__Records shown__:
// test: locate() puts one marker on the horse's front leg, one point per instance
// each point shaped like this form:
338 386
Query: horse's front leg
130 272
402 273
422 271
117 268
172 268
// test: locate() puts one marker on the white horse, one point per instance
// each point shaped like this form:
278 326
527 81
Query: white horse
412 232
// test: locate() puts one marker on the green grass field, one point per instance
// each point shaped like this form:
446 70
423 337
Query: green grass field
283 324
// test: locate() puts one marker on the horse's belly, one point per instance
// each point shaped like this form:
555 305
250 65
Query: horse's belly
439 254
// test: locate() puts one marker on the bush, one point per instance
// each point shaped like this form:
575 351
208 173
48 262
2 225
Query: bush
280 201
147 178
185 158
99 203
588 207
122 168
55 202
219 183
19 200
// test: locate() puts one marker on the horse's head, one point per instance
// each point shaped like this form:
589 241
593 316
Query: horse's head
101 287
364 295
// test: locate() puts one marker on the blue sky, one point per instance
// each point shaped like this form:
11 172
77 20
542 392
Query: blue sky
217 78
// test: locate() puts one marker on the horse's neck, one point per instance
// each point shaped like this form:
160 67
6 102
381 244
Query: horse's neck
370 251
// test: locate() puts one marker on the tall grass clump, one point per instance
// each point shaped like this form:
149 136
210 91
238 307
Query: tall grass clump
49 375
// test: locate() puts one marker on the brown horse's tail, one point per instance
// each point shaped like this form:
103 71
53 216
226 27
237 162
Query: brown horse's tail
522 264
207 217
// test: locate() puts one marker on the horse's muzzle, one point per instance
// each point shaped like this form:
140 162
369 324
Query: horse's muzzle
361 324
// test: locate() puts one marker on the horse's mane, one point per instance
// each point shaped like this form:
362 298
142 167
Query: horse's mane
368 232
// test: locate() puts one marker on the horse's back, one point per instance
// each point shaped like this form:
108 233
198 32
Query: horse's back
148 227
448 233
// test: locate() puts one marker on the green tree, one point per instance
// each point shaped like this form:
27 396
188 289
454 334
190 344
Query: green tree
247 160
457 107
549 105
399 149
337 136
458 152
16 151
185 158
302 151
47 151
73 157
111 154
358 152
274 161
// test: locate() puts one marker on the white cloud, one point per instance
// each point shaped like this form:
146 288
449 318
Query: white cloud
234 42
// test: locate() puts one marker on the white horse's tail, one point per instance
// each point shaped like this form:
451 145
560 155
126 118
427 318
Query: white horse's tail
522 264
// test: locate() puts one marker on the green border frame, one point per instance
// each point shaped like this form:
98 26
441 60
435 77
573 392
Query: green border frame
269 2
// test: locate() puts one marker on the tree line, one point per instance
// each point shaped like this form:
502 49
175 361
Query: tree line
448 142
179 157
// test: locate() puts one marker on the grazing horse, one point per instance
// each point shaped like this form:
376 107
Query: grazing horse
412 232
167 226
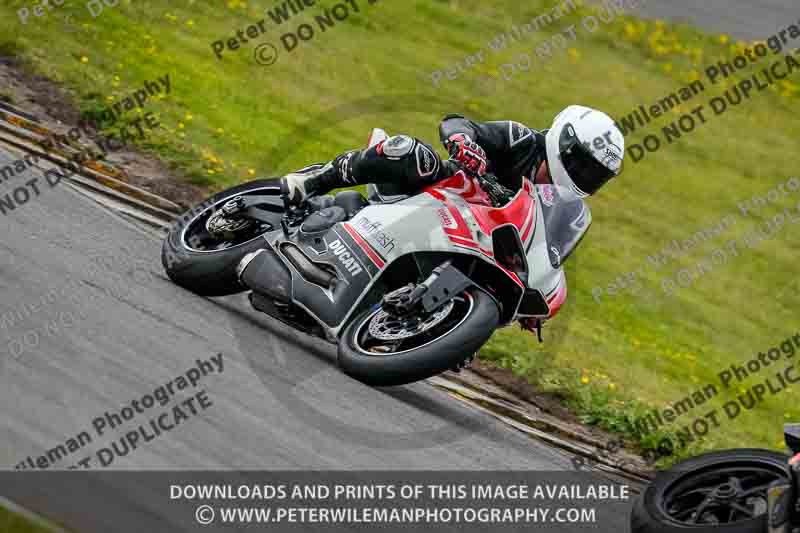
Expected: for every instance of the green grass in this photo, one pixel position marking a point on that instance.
(226, 121)
(14, 523)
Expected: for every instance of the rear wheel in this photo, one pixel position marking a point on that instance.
(206, 264)
(383, 350)
(721, 492)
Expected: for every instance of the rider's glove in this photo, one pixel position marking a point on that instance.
(468, 153)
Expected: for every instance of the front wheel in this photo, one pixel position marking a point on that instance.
(206, 264)
(720, 492)
(382, 350)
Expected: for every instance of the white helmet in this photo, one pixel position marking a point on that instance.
(585, 149)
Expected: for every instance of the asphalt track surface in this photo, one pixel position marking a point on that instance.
(279, 402)
(124, 330)
(744, 19)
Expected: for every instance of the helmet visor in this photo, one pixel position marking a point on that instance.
(587, 173)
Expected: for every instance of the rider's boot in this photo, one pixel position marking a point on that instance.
(318, 179)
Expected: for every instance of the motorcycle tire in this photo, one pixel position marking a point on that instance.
(447, 350)
(210, 273)
(650, 515)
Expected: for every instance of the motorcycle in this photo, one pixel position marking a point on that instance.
(408, 286)
(732, 491)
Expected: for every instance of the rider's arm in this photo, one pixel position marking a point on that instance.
(511, 148)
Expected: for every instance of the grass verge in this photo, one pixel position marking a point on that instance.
(625, 343)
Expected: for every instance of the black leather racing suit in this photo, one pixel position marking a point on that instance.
(403, 164)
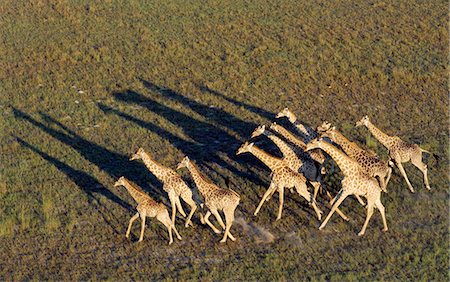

__Required work__: Give all entries again verbatim, without any images.

__Response to the exercise__:
// test: locate() puts one marker on the horse's front leg, one point per instance
// each point shaped like this form:
338 386
Query: horse's front leg
130 272
402 273
422 271
117 268
172 268
// test: locate() puts one marker on the white horse, one point per instance
// each point shaped like this form:
278 326
527 81
Query: white horse
412 232
// test: locate() puts one marker on the green grass field, one point per instance
// each point shaped like this form:
446 70
423 337
Query: green grass field
283 324
// test: locate() puts one marker on the horse's belly, one point per instance
// each point shaped like this form:
555 305
250 65
Query: horse's belly
439 254
// test: locate() puts one marker on the bush, one point per instance
// each point shaped like this form:
575 351
208 173
48 262
2 225
Query: bush
280 201
147 178
185 158
99 203
588 207
122 168
55 202
219 183
19 200
// test: locate() puts one marker on the horse's head, one point per instance
// each point shaped like this form:
589 241
593 316
Query: horse's head
101 287
364 295
// test: locate() puts one marker on the blue sky, one point per instance
// each point shaped like this form:
11 172
77 20
542 392
Query: blue sky
217 78
// test: locate() puts one marker on the horse's neck, one point per instance
// each point shaped like this form:
160 67
6 102
381 244
Query: horse's neck
370 251
// test: locate() puts one marker on the tall grass clump, one point per instance
// each point shaped like this form:
149 136
210 91
238 307
Query: tall grass clump
49 375
// test: locate() puts one marker on the brown horse's tail, one point per instance
// each point shaped like this form:
103 71
53 216
226 27
237 162
Query: brown horse's tail
522 264
207 217
// test: locate() puts one marker on the horse's muzzle, one point per instance
// each point shaped like this form:
140 162
369 324
Query: horse's muzzle
361 324
// test: locate() puts one marker on the horse's mane, one point per instance
// each point shaped like this form:
362 298
142 167
Query: horse's mane
368 232
// test: locate() puts one marker on the horse's back, one point per instance
// each point shaped like this form:
108 233
198 32
Query: horse's back
148 227
448 233
// test: locate() puts one marker on the green tree, one point per instance
// each point shaped like this form:
27 396
188 289
454 334
190 344
Query: green tree
247 160
457 107
549 105
399 149
337 136
458 152
16 151
185 158
302 151
47 151
73 157
111 154
358 152
274 161
// test: locate() puts one marker on the white cloud, one point per instance
// each point shaped like this form:
146 288
449 318
Query: white cloud
234 42
// test: locate() puts one marker on the white horse's tail, one point per instance
// each point shaped like this form:
451 145
560 155
126 118
427 318
Query: white horse's tail
522 264
// test: locate() puts one marker on the green border frame, one point per instance
// each point shaped like this form:
98 26
441 60
435 77
573 392
Query: green border frame
269 2
// test: locate() puts one marker on the tree line, one point per instance
// each point shaped like this form:
502 49
175 361
Query: tree line
448 142
179 157
// test: locate() puts one marker on the grazing horse, one point per instance
// each point shaped like this form:
376 107
Query: grazing horse
412 232
167 226
Expected: for every instance of the green grass in this photo, one pixel position marking a point on that instance.
(226, 121)
(14, 523)
Expected: for every instance of the rear wheel in this photo, one pixel position marking a point on that instance.
(206, 264)
(383, 350)
(721, 492)
Expected: for every instance of the rider's glove in this photo, one pixel position marking a point on that instance.
(468, 153)
Expected: for every instance of the front wheel in this photo, one pixel position marking a point on that instance.
(206, 264)
(720, 492)
(382, 350)
Expected: for every instance of the white helmet in this photo, one pixel position marking a point on that instance.
(585, 149)
Expected: for every instance of the asphalt track surface in this photo, one pixel position marking a point on that instance.
(279, 402)
(124, 330)
(744, 19)
Expected: for every instance of the helmet visor in this photo, one pixel position marking a point on that instance.
(587, 173)
Expected: for every instance of the rider's boot in this photo, one pixel position marking a point on that instance.
(318, 179)
Expected: for every instance of the motorcycle tire in this photo, one pixel position marking a point on that instance.
(447, 350)
(210, 273)
(650, 515)
Expected: for every instance of the motorcycle in this photo, one pixel position marking a point on that instance.
(408, 286)
(732, 491)
Expected: for every instance of the rider's arm in this photo, one pixel position marking a point on that instance.
(511, 148)
Expected: for every instance of the grass verge in this photo, one pixel position marking a point on that instance.
(625, 343)
Expected: for every instance of the black leather racing suit in this photo, one pixel position marking a point on that instance.
(403, 164)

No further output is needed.